◆ Work to complete ◆
Reproduce this listing in full.

◆ Data ◆
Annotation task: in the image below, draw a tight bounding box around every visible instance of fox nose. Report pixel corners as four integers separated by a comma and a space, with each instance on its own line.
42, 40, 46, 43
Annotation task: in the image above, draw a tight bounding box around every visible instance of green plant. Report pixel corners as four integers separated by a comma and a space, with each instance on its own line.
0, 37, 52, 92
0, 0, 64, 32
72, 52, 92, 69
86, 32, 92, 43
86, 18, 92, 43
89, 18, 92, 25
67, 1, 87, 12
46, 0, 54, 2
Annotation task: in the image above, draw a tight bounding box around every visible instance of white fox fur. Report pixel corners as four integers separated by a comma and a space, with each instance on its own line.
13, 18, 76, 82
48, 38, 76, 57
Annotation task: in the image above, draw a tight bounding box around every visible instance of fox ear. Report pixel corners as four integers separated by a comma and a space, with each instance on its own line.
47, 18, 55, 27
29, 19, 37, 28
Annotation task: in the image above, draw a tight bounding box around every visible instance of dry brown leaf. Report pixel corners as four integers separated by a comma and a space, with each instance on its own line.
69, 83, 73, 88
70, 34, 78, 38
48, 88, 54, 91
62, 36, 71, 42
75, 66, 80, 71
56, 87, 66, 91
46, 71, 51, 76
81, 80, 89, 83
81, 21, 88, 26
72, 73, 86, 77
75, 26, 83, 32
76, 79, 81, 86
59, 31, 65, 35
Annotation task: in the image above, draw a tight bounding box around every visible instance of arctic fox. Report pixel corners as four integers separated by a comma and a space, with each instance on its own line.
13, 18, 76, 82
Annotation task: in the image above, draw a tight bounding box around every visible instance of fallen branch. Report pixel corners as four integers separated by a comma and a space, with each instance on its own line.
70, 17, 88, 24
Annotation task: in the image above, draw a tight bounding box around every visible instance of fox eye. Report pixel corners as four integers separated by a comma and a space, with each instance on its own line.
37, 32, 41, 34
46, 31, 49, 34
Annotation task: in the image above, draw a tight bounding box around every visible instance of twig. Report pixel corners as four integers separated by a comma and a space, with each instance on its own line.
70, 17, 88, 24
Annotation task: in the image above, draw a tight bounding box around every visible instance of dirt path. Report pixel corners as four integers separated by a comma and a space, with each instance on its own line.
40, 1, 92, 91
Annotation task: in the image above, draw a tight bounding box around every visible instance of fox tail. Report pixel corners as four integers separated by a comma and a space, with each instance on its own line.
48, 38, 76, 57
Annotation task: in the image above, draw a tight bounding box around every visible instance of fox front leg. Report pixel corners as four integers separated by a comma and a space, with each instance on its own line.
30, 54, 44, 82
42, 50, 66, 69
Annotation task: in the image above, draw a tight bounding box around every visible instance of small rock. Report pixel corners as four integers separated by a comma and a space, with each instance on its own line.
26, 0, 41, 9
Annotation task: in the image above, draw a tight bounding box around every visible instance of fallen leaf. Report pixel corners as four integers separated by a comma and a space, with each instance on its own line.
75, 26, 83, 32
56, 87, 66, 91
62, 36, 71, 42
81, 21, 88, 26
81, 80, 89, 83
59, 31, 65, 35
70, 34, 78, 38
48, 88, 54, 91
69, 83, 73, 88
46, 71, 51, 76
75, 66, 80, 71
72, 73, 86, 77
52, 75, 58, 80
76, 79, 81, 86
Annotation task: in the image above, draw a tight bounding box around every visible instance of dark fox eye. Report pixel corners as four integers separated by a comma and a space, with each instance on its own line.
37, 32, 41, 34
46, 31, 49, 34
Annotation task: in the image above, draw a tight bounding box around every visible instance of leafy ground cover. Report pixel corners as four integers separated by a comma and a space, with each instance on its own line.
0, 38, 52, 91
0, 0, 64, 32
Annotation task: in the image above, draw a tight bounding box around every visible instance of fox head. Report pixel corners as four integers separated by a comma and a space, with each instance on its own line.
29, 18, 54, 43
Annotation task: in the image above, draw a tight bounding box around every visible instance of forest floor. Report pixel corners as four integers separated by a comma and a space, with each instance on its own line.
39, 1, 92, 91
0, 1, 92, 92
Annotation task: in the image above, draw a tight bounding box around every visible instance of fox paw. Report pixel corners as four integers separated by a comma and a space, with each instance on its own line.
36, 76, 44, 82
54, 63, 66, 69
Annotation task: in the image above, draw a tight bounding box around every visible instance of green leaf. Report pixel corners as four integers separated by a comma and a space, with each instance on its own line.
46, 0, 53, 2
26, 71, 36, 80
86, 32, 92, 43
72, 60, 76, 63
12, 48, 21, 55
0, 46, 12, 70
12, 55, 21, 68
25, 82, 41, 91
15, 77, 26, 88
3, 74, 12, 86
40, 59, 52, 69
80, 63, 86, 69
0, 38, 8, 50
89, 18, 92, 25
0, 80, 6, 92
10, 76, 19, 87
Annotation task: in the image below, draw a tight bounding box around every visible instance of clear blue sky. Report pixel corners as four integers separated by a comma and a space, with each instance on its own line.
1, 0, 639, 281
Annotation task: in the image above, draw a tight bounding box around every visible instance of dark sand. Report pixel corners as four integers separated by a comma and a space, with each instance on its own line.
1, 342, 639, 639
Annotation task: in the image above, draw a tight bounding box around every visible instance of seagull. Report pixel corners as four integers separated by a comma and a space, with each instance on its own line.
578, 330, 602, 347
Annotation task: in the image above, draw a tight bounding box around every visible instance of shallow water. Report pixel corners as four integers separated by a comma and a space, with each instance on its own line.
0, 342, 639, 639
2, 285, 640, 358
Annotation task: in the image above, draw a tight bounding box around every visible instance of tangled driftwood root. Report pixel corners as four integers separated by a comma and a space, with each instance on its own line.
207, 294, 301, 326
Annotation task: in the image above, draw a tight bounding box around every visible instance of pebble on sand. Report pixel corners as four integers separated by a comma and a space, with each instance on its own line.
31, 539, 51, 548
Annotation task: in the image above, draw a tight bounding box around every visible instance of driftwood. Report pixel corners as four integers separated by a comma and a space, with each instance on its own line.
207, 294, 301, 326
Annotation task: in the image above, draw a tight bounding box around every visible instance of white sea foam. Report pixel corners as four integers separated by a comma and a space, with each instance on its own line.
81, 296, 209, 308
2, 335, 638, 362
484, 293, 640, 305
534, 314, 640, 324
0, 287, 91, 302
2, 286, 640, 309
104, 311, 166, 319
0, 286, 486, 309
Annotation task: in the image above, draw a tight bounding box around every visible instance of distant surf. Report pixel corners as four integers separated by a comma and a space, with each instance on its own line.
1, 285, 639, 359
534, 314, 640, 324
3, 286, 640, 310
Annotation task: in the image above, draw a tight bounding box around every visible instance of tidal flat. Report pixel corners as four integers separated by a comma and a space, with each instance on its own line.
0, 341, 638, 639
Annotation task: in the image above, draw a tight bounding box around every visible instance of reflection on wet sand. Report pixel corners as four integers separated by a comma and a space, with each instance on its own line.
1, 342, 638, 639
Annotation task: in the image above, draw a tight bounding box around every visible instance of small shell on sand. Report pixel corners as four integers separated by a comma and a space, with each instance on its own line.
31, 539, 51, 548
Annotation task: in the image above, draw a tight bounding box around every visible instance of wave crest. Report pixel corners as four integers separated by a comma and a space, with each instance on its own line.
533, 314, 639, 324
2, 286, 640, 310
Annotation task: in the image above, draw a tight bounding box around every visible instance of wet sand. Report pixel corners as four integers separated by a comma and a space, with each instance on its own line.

◆ Solution ◆
Annotation task: in the image below, draw a tight bounding box around every visible instance of fox nose. Report pixel corners as four integers separated by a comma and a space, with each instance on its own line.
42, 40, 46, 43
Annotation task: in the image above, draw a tight bounding box around every visible instance of green plant. Report pixel corners as four integers separated by a comma and a space, with each instance on its own line.
0, 37, 52, 92
0, 0, 64, 32
72, 52, 92, 69
86, 32, 92, 43
86, 18, 92, 43
89, 18, 92, 25
67, 1, 87, 12
46, 0, 54, 2
Annotation task: in the image above, draw a tight bounding box around every visible instance of white fox fur. Report pixel corners as four integers separated by a comma and a space, with each instance on its own line.
13, 18, 76, 82
48, 38, 76, 57
Annotation task: in the image above, draw a tight bounding box around every visible instance of fox ear. Report pixel corners as four integers separated by a comma and a space, with each instance on its own line.
47, 18, 55, 27
29, 19, 37, 28
Annotation task: in the image above, draw a tight bounding box around every visible instance of dry brown leaf. Report pixel corners as four integers separated by a comma and a space, with each instance on its own line.
69, 83, 73, 88
70, 34, 78, 38
48, 88, 54, 91
62, 36, 71, 42
75, 66, 80, 71
56, 87, 66, 91
46, 71, 51, 76
81, 80, 89, 83
81, 21, 88, 26
72, 73, 86, 77
75, 26, 83, 32
76, 79, 81, 86
59, 31, 65, 35
Annotation task: in the image above, draw a tight bounding box around every visible instance of arctic fox. Report pixel corners as four integers separated by a comma and a space, with each instance on its own line.
13, 18, 76, 82
Annotation task: in the image above, draw a tight bounding box around every visible instance of fallen branch. Report pixel corners as four integers separated by a comma and a space, with each instance on its own line.
70, 17, 88, 24
Annotation task: in the image above, draw a tight bounding box around every visible instance of fox eye. Report pixel corners as four integers separated by a comma and a space, with each instance on its own line.
37, 32, 41, 34
46, 31, 49, 34
Annotation task: in the image above, draw a tight bounding box around every visible instance of twig. Report pixel corners as four integers separated by a comma and a space, with each instance on its own line.
70, 17, 88, 24
Annotation task: in the image above, draw a tight bounding box around every visible instance of dirt path. Report pixel corners as four integers separated by a comma and a space, with each instance on its own line.
40, 1, 92, 91
Annotation task: in the image above, draw a tight bounding box around every visible instance of fox tail. Report pixel corners as four integers separated by a comma and a space, with each instance on its own line.
48, 38, 76, 57
Annotation task: in the image above, draw a tight bounding box around every visible instance of fox front leg. Report pixel corners as four integers separated by a comma and a space, with each instance on its own line.
30, 54, 44, 82
42, 50, 66, 69
Annotation task: in the image above, draw a tight bounding box around every visible instance of small rock. Report pixel corners as four integers separated by a comma and a space, with each instance on its own line.
26, 0, 41, 9
Annotation task: in the image above, draw a tight bounding box around every visible instance of fallen leaf. Report pixel corners as four integers separated by a comma and a space, with each instance on its own line.
75, 26, 83, 32
56, 87, 66, 91
62, 36, 71, 42
81, 21, 88, 26
81, 80, 89, 83
59, 31, 65, 35
70, 34, 78, 38
48, 88, 54, 91
69, 83, 73, 88
46, 71, 51, 76
75, 66, 80, 71
72, 73, 86, 77
52, 75, 58, 80
76, 79, 81, 86
Annotation task: in the image above, draw a tight bounding box around every visible instance of dark fox eye. Report pixel corners as four integers separated by a comma and a space, with each instance on its own line.
37, 32, 41, 34
46, 31, 49, 34
Annotation task: in the image above, draw a tight bounding box around every visible instance of leafy ground cover. Report pixel corners as four integers separated by a comma and a space, with each instance on its own line.
0, 38, 52, 91
0, 0, 64, 32
Annotation task: in the image above, draw a tight bounding box around every visible instance of fox head. Report pixel corners as four integers separated by a comma and a space, with each instance on its own line.
29, 18, 54, 43
Annotation task: in the image above, draw a tight bounding box around every visible instance of forest floor. Report pixel corners as four integers separated by a comma and a space, with each instance on its own line.
39, 1, 92, 91
0, 1, 92, 92
Annotation task: in the image above, draw a tight bounding box around every visible instance of fox paw. Report pixel corners as four integers separated by a comma and a space, with each instance on its own line.
36, 76, 44, 82
54, 63, 66, 69
Annotation task: in the image above, draw a tight bounding box around every visible instance of green leaf. Report pixel corners as four integers separated by a comma and a space, with each instance on its own line.
46, 0, 53, 2
26, 71, 36, 80
86, 32, 92, 43
72, 60, 76, 63
12, 48, 21, 55
0, 46, 12, 70
12, 55, 21, 68
25, 82, 41, 91
15, 77, 26, 88
3, 74, 12, 86
40, 59, 52, 69
80, 63, 86, 69
0, 38, 8, 50
89, 18, 92, 25
0, 80, 6, 92
10, 76, 19, 87
Annotation task: in the image below, draw a tight bounding box around every visible instance of clear blue sky. Report pixel corners as four integers separated by a comma and a space, with each instance on its own line.
1, 0, 639, 281
Annotation task: in the image above, draw a tight bounding box around every visible instance of dark sand. Report pixel corners as four integers separated by a comma and a space, with each instance on its own line.
1, 342, 639, 639
Annotation task: in the image above, draw a tight bounding box around every visible instance of seagull. Report pixel corners as four integers separated by a comma and a space, with each instance on its own line.
578, 330, 602, 347
Annotation task: in the image above, draw a tight bounding box around every visible instance of shallow water. Report pixel corners as four integers separated by a comma and a space, with each instance on its own line.
0, 342, 639, 639
2, 285, 640, 358
Annotation task: in the image above, draw a tight bounding box around every visible instance of tangled driftwood root. Report pixel corners as four integers separated by a comma and a space, with each instance on its own line.
207, 294, 301, 326
Annotation task: in the image above, draw a tight bounding box around every visible instance of pebble on sand. Report pixel corners as four integers separated by a comma and a space, with each instance on its own line.
31, 539, 51, 548
Annotation task: in the image above, draw a tight bounding box around every visible instance of driftwood. Report pixel corners as four integers separated by a comma and a space, with each instance on its own line.
207, 294, 301, 326
Annotation task: in the image above, draw a tight bounding box around every visible instance of white sea foam. Report pixel corners as four integers separated by a comma and a space, with each instance on its own line.
81, 296, 209, 308
2, 335, 638, 362
484, 293, 640, 305
534, 314, 640, 324
0, 287, 91, 302
2, 286, 640, 309
104, 311, 166, 319
0, 286, 486, 309
Annotation task: in the image above, draw a tight bounding box around every visible instance of distant surf. Report pixel corners as four integers separated by a comma and a space, with each instance on its own line.
1, 285, 639, 359
534, 314, 640, 324
3, 286, 640, 310
Annotation task: in the image above, draw a tight bounding box around every visible instance of tidal flat. Report pixel corners as four integers separated by a comma and a space, with each instance on its own line.
0, 341, 638, 639
Annotation task: in the image above, draw a tight bounding box around every visible instance of reflection on wet sand. Report pixel corners as four integers separated by a comma and a space, with each instance on its own line.
1, 342, 638, 639
Annotation task: in the image above, draw a tight bounding box around every visible instance of small shell on sand. Report pixel corners as four integers separated by a comma and a space, with each instance on its own line.
31, 539, 51, 548
Annotation task: in the image above, draw a tight bounding box around every visible instance of wave crest. Report pixel corners as four integers separated by a comma and a space, with each instance on its own line.
533, 314, 639, 324
2, 286, 640, 310
Annotation task: in the image above, draw a tight bounding box around every visible instance of wet sand. Report pixel corners as four integers separated by a comma and a space, with each instance on its own line.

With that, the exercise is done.